Start of Extract to read

Exhibition: ‘Air: Visualising the Invisible in British Art, 1768-2017’, Royal West of England Academy, Bristol, 16 June – 3 September 2017
Symposium: ‘Breath, Flight and Atmosphere: The Theme of Air in British Culture’, Royal West of England Academy, Bristol, 26 June 2017
At first sight, the theme of ‘Air’ might not seem very promising for an exhibition. Rather nebulous, airy-fairy, you might think. But the show I have recently co-curated at Bristol has proved to be immensely satisfying, bringing out important interlinked themes in historic British art as well as tapping into the current preoccupations of many contemporary artists.
The idea for the show began as a sequel to The Power of the Sea, an exhibition that I co-curated at the RWA with the artist Janette Kerr in 2014. Once again, I worked with an artist, Stephen Jacobson, and with Gemma Brace, the Head of Programmes and Exhibition Curator at the RWA. I was responsible for the historic section.
A wish-list of possible exhibits was rapidly drawn up: sky studies by Turner and Constable, Millais’s notorious Bubbles, paintings of air balloons, musical instruments, windy days at the seaside, polluted urban landscapes, aerial activity in the two world wars – all provided different ways of approaching the central theme.
Top of our list, however, was Joseph Wright of Derby’s painting, An Experiment on a Bird in the Air Pump (1768). This is a large and very important painting, which normally hangs in the same room as Turner’s Fighting Temeraire and Constable’s Hay Wain in the National Gallery. We were all thrilled when the National Gallery agreed to lend. I was especially pleased as my colleague at Brookes, Matthew Craske, is writing a major book on the artist, and he was able to contribute an essay on the painting to the catalogue.
Conservators from the National Gallery hanging Joseph Wright’s Experiment on a Bird in the Air Pump |
The contemporary section included a pair of lungs in glass, by Annie Cattrell, the artist who made the installation, Resounding, that hangs above the Forum in the John Henry Brookes Building. Themes of the fragility of breath and the dangers of atmospheric pollution were prominent in the contemporary section. Coincidentally, the opening of the exhibition coincided with the first national Clean Air Day.

End of Extract to read

▶ Work to complete:
**a.** In the account of the Air exhibition, which painting was at the top of the curators' list?
**b.** Write a continuation of the account of the Air exhibition, beginning after its final sentence.

Start of Material provided

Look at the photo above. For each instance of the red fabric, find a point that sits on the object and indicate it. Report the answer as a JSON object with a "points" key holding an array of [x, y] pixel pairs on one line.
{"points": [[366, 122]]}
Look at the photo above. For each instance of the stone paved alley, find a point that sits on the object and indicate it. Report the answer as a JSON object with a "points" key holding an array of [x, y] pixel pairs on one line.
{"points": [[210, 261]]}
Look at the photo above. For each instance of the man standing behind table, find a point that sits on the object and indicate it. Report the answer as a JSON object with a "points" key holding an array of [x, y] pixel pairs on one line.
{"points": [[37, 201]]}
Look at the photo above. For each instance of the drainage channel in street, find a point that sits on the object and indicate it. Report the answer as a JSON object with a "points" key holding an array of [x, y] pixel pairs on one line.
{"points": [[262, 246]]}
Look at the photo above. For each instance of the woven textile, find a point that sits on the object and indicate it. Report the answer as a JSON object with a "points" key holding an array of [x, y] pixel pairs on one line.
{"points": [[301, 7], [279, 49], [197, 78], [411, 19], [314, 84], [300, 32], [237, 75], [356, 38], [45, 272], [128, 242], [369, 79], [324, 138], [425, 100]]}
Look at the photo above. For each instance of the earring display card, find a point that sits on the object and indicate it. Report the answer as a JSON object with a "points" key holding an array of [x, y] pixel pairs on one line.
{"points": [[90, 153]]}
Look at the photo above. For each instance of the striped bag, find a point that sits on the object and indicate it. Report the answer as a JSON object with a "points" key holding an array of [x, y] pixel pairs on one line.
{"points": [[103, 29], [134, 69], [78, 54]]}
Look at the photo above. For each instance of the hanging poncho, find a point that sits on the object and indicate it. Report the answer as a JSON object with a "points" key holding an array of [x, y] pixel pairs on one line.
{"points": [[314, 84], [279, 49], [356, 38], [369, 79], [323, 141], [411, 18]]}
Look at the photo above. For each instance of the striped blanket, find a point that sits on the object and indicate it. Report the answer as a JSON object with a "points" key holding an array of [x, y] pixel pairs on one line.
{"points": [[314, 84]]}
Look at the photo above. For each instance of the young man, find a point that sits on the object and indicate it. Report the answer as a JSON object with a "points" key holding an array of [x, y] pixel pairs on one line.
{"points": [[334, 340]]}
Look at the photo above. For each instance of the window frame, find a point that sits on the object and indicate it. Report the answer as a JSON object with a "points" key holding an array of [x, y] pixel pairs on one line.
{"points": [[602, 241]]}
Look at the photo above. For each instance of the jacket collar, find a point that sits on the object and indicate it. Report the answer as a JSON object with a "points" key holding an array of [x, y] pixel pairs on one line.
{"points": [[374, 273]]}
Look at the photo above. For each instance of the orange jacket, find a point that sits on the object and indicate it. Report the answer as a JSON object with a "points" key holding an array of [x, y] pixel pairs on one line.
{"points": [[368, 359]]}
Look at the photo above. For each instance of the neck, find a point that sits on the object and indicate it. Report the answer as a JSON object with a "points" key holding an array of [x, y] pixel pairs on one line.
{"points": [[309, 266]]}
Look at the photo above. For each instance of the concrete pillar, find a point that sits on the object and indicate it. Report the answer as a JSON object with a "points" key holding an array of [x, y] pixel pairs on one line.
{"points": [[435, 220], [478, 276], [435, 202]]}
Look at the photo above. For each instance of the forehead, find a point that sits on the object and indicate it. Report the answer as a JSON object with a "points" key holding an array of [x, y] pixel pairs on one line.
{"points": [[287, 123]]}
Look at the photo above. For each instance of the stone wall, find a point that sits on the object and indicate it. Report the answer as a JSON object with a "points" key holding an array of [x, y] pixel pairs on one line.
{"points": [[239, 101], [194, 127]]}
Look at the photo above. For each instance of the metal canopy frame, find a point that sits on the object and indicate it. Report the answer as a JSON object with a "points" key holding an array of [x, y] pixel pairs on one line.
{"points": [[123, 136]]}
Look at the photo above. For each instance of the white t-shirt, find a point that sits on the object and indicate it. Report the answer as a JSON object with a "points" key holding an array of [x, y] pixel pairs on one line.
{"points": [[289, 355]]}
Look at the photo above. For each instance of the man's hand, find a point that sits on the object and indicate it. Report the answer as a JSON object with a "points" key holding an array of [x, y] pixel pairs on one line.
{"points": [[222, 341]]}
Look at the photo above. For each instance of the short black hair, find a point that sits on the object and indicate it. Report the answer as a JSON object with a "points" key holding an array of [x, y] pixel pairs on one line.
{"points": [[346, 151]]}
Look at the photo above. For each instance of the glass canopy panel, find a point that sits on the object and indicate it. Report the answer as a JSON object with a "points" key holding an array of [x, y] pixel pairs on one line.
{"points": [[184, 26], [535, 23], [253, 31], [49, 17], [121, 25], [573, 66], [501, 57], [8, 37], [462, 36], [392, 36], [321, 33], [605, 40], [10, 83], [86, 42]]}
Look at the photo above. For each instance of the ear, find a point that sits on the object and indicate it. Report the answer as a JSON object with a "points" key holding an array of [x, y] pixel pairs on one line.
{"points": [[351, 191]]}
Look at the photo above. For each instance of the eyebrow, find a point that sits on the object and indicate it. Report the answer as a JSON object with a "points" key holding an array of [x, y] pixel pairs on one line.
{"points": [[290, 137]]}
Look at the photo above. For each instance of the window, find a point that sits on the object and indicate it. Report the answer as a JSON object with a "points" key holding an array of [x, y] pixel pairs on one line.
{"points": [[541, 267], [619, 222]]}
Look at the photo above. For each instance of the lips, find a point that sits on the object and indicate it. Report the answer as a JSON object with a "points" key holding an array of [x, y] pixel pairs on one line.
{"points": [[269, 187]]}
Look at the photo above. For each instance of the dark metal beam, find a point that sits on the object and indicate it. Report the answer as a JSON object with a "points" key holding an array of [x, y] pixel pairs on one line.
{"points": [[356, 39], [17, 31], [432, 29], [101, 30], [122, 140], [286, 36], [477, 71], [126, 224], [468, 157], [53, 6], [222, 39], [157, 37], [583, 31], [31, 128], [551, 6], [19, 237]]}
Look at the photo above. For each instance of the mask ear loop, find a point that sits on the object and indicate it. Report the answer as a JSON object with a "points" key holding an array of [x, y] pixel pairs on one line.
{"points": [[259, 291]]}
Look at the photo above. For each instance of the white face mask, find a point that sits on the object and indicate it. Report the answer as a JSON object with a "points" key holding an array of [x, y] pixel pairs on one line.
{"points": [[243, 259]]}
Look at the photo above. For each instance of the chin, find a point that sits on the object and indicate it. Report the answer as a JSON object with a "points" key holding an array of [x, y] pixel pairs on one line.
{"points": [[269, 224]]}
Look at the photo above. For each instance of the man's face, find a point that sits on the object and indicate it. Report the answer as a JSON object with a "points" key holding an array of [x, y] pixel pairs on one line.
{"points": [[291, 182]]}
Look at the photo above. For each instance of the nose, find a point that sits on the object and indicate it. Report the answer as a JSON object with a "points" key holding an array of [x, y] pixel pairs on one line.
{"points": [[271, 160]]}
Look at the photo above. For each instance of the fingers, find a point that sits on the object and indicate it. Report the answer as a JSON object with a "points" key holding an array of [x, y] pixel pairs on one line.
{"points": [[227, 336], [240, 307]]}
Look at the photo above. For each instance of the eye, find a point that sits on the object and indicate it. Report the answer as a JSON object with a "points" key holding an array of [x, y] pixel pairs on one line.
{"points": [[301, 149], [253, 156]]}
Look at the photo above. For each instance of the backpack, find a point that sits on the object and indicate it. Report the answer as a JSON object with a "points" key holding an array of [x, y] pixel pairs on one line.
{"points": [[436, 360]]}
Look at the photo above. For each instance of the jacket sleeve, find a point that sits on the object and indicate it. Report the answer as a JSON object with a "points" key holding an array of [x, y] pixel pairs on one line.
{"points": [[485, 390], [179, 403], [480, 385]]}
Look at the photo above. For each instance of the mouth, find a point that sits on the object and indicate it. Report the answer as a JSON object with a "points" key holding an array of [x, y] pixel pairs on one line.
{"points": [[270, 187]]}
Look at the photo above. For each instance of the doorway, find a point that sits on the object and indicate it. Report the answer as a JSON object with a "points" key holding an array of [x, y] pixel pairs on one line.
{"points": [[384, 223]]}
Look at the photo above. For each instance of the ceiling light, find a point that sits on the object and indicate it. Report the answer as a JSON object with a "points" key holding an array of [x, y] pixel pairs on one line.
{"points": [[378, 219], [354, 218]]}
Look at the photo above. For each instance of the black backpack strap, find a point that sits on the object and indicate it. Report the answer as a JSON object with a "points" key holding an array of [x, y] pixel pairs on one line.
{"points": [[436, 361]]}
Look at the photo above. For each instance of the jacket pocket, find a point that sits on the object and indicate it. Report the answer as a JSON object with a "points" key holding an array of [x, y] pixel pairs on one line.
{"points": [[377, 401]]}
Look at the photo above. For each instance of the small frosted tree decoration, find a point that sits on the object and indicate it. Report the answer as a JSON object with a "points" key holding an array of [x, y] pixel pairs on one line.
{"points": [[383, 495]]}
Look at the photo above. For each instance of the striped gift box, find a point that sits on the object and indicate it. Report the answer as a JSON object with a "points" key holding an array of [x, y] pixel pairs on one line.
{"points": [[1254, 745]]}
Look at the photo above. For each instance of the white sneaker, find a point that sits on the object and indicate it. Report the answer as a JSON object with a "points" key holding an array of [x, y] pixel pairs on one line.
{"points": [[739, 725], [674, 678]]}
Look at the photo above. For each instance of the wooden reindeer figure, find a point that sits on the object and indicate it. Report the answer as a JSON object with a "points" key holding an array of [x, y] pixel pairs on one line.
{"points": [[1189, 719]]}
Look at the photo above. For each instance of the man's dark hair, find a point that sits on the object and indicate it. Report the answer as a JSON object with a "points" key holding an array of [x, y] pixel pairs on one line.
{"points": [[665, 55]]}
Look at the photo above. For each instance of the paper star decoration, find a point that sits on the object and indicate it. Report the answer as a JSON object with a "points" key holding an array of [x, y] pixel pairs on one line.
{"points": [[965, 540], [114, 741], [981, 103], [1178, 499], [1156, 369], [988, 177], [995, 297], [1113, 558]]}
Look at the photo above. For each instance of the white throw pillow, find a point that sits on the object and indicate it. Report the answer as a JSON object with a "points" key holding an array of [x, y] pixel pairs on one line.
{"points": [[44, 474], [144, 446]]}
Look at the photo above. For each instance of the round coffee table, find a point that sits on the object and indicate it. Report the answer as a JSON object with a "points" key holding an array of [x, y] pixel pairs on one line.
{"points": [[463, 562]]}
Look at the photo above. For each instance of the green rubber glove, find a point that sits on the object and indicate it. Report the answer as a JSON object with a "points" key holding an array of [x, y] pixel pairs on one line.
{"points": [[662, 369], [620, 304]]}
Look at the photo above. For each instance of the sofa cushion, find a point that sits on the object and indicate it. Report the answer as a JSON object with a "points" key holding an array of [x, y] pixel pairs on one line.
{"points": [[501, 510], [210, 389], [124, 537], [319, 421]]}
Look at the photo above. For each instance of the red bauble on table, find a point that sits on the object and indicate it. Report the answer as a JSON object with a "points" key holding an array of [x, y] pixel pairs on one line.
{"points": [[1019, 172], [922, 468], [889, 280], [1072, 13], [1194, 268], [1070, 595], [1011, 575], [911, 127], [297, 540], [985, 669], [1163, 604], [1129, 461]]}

End of Material provided

▶ Responses:
**a.** Joseph Wright of Derby's An Experiment on a Bird in the Air Pump (1768).

**b.**
Annie Cattrell, Capacity (2007), borosilicate glass made by human breath to form the intricate structure of human lungs |
A week after the exhibition opened, we held a Symposium on the theme of ‘Breath, Flight and Atmosphere’. The speakers included the artist Polly Gould, whose delicate glass globes, based on her research on the watercolourist Edward Wilson, were in the exhibition, two literary scholars, Erin Lafford and Elsa Hammond, and a Brookes alumnus and independent art historian, Jan Cox.
Polly Gould’s Observation Hill, Anamorphic Landscape Series (2012), with Jemma Grundon’s series of cloud images, Mono no Aware, behind |
Subjects ranged from the underfunding of research into Chronic Obstructive Pulmonary Disease to the responsibility of artists and art institutions to take action on climate change. Along the way, we heard about the discovery of carbon dioxide, the war paintings of C. R. W. Nevinson and Paul Nash, the poetry of William Cowper and Samuel Taylor Coleridge. It was a day of lively debate and stimulating exchanges.
The next element to be explored is ‘Fire’ – tentatively scheduled for the late 2019/early 2020.
The catalogue for ‘Air’ is for sale from Sansom and Company, price £25.